- PROBLEM STATEMENT
Select every line in the listing below that contains the string "black" and reproduce each such line in full.

- DATASET ROWS
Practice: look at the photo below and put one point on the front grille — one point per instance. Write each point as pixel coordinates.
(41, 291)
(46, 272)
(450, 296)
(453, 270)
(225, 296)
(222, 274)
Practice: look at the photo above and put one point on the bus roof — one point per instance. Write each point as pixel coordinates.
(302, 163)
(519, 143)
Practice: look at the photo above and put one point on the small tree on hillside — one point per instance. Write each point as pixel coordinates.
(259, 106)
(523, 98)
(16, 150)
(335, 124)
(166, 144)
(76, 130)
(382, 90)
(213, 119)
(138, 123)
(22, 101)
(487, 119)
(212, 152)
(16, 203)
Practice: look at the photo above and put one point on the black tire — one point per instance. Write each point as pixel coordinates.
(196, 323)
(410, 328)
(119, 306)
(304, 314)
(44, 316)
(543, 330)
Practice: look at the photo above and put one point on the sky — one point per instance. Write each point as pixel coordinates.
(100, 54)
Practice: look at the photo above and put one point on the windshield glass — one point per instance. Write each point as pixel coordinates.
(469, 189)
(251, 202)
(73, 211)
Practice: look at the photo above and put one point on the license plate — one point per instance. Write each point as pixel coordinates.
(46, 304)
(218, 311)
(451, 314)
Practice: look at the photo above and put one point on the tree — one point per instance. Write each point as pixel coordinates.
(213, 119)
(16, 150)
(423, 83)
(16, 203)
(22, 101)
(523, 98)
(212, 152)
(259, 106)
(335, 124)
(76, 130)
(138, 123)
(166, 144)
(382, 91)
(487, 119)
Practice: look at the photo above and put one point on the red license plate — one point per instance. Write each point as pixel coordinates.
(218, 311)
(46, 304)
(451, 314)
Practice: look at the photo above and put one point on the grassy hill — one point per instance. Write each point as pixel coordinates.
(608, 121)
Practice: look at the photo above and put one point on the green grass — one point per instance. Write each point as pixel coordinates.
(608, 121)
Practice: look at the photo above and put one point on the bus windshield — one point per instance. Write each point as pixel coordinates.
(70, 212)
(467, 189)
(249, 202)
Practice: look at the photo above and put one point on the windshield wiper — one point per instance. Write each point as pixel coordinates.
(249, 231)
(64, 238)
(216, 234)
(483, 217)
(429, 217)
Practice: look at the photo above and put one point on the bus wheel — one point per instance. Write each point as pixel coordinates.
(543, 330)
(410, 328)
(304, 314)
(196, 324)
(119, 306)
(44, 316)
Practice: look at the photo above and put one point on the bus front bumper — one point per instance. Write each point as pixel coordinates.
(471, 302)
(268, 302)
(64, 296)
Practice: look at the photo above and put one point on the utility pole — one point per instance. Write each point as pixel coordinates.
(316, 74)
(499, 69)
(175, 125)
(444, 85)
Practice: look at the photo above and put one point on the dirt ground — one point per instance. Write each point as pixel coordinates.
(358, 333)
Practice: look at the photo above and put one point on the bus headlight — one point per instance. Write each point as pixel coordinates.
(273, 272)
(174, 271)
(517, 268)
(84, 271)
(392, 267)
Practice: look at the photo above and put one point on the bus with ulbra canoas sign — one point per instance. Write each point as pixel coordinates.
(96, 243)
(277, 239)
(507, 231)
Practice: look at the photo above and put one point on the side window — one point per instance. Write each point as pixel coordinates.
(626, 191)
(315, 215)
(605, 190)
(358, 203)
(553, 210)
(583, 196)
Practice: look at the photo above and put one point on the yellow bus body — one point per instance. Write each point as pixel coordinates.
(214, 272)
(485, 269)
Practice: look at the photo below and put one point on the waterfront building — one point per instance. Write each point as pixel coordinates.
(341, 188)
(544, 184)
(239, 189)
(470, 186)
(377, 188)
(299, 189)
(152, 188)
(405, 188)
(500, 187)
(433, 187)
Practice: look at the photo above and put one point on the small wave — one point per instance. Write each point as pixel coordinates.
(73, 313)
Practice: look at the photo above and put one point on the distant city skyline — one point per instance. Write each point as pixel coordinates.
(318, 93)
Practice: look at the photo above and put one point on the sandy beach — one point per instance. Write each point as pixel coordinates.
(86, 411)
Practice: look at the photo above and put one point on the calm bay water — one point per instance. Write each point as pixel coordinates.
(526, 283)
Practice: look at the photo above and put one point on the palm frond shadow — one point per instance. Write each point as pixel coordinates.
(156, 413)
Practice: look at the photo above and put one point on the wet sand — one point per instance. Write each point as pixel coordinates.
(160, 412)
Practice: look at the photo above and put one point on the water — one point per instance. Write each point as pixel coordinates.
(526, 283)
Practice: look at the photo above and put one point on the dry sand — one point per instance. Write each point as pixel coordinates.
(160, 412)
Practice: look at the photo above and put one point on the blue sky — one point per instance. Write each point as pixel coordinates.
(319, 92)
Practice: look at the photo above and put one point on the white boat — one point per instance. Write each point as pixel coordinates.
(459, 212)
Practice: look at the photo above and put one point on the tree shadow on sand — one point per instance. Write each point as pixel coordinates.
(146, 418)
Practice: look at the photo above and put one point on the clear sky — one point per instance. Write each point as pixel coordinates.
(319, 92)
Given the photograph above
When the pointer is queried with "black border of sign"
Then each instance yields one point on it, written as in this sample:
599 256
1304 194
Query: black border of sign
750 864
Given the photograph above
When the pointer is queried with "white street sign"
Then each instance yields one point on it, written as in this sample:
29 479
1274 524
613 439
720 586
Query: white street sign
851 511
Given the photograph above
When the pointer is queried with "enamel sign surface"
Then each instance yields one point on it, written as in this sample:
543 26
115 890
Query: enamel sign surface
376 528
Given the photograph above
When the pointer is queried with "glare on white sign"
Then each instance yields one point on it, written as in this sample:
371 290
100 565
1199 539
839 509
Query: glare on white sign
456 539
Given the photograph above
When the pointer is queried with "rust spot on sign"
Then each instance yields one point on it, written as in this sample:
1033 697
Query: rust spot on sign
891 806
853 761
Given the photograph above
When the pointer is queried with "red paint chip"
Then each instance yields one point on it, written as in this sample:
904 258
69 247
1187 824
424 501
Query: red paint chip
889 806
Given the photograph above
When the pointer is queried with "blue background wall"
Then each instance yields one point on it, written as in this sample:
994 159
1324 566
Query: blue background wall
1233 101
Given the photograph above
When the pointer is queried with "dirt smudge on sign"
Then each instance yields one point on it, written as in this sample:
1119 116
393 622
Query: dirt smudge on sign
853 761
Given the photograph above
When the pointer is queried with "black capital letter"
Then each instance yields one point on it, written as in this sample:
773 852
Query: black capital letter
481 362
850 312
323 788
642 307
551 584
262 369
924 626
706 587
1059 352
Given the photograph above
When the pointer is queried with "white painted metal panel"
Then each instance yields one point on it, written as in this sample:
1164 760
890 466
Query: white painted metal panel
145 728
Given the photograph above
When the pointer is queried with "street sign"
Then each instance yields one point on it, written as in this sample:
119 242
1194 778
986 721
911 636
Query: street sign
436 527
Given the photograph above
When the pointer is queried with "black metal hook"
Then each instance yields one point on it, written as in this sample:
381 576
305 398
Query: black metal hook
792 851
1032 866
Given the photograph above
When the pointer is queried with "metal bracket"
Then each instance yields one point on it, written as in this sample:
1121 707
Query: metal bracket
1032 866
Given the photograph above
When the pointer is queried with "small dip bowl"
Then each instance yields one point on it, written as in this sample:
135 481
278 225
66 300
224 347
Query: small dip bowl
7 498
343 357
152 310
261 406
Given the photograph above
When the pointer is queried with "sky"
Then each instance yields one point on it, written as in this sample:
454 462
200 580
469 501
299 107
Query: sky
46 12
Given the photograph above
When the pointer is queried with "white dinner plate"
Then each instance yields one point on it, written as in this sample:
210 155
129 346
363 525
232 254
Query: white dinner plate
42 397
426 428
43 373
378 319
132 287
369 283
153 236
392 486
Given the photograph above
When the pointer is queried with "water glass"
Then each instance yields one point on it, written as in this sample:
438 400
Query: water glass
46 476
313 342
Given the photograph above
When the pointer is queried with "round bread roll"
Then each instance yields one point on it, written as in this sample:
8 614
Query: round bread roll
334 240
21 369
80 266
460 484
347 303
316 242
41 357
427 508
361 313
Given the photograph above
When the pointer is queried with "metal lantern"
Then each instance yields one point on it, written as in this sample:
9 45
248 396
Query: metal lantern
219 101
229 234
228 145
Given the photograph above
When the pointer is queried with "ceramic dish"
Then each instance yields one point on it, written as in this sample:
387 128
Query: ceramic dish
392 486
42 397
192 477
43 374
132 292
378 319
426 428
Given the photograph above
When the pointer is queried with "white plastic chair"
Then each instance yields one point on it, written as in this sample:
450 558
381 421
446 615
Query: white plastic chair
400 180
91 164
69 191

- WRITTEN RESPONSE
Practice: look at the photo above and put one point on the black tire — one point per instance. Write each point as pixel coordinates.
When the pointer is queried with "black border of sign"
Query: black border of sign
When the pointer is queried with "black capital letter"
Query: black capital letter
When the pointer is queried with "black metal hook"
Query: black metal hook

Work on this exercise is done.